> [Tasks and exercises]
1. Answer these questions about the Excel parsing tutorial, one answer per line.
(a) Starting with which Excel version is Power Query available?
(b) Which feature does Excel for the web support?
(c) In the expression that returns the last name, what error does IFERROR() handle?
2. Rewrite everything in the Excel parsing tutorial from "A good example" down to "(free PDF) (TechRepublic)", replacing "Power Query" with "Get & Transform" each time it appears.

> [Passage to read]
--- START ---

If you work with imported or foreign data in Microsoft Excel, chances are you have to clean the data a bit before you can use it. You might have to remove spaces at the beginning or end of values or reformat a column of values from text to numbers or vice versa. It’s also common to parse values when a column stores more than one value.
A good example of this is names. You’ll often find the entire name in a single column and that makes those values difficult to work with. In this tutorial, I’ll show you two quick ways to parse data using Excel’s Flash Fill and Power Query features.
I’m using Microsoft 365 on a Windows 10 64-bit system. You can use string functions in older versions including the .xls menu format. Flash Fill is available in Excel 2013 and later, and Power Query is available in Excel 2010 and later. In addition, Excel for the web supports Flash Fill. You can also open existing Power Query queries in Excel for the web, but you can’t create them in the browser edition.
SEE: Windows, Linux, and Mac commands everyone needs to know (free PDF) (TechRepublic)
How to parse using Microsoft Excel string functions
Before Flash Fill, most parsing required combining string functions such as RIGHT(), LEFT(), MID(), FIND() and LEN(). For example, the expression in column D of Figure A.
=IFERROR(RIGHT(B3,LEN(B3)-IFERROR(FIND(” “,B3,FIND(” “,B3)+1),FIND(” “,B3))),B3)
The above expression returns the last name from the values in column B. IFERROR() handles the error when there’s no second space. Fortunately, our name values are consistent in format, but that won’t always be the case. Even if IFERROR() is removed, it’s still a complex and tedious expression to work through.
Flash Fill can complete many parsing tasks in more recent versions of Microsoft Excel.
How to use Flash Fill to parse data in Microsoft Excel
Excel’s Flash Fill feature has been around since Excel 2013, so you may be familiar with it. When using it to parse, enter the first value in the target column, so Excel can evaluate the pattern. Sometimes, Flash Fill requires only one value. Because our data is consistent, this parsing task will be easy.

--- END ---

> [Data section]

--- START ---

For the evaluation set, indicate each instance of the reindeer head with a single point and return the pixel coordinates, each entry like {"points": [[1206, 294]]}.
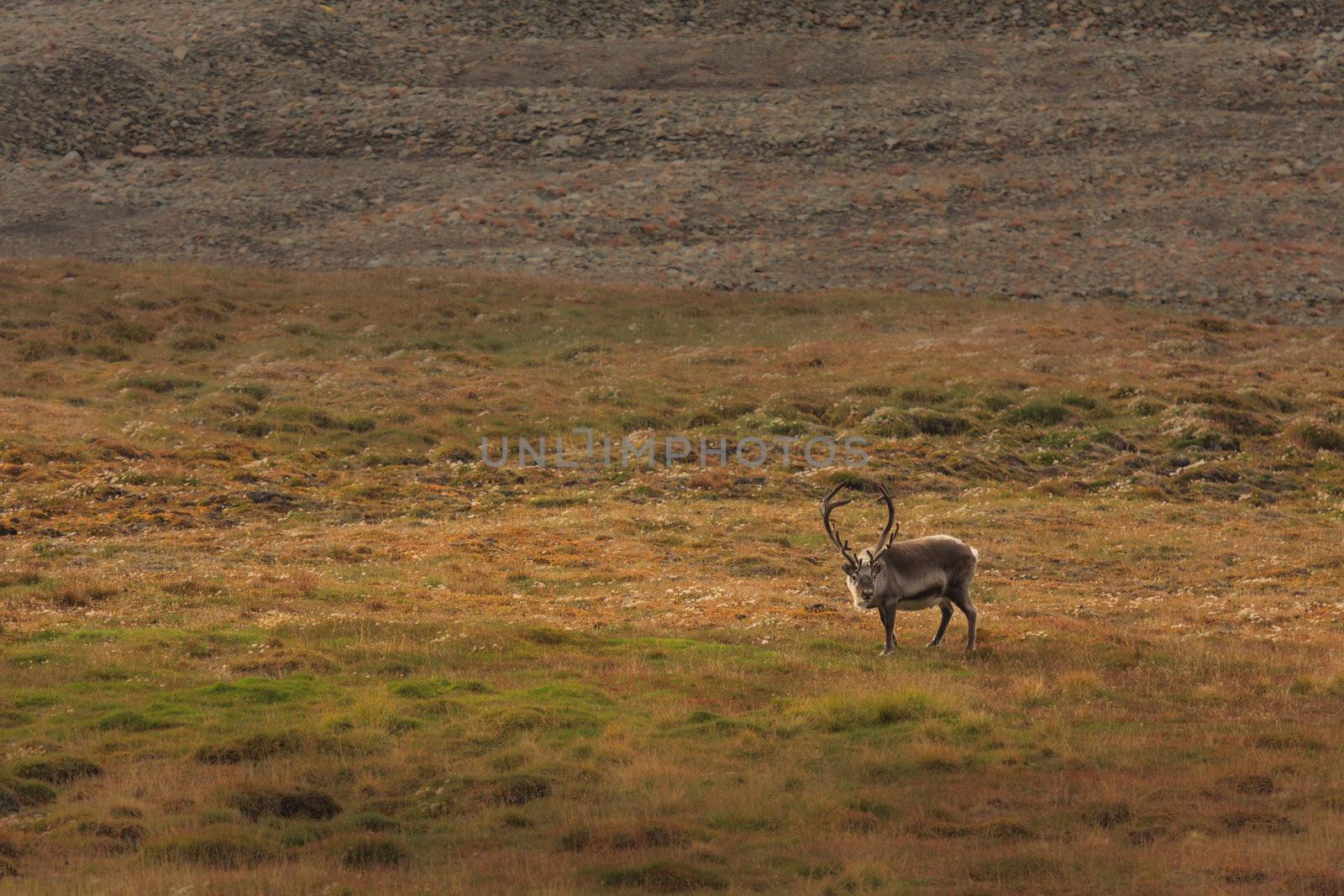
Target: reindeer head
{"points": [[864, 569]]}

--- END ---

> [Solutions to the problems]
1.
(a) Excel 2010
(b) Flash Fill
(c) The error when there's no second space

2.
A good example of this is names. You’ll often find the entire name in a single column and that makes those values difficult to work with. In this tutorial, I’ll show you two quick ways to parse data using Excel’s Flash Fill and Get & Transform features.
I’m using Microsoft 365 on a Windows 10 64-bit system. You can use string functions in older versions including the .xls menu format. Flash Fill is available in Excel 2013 and later, and Get & Transform is available in Excel 2010 and later. In addition, Excel for the web supports Flash Fill. You can also open existing Get & Transform queries in Excel for the web, but you can’t create them in the browser edition.
SEE: Windows, Linux, and Mac commands everyone needs to know (free PDF) (TechRepublic)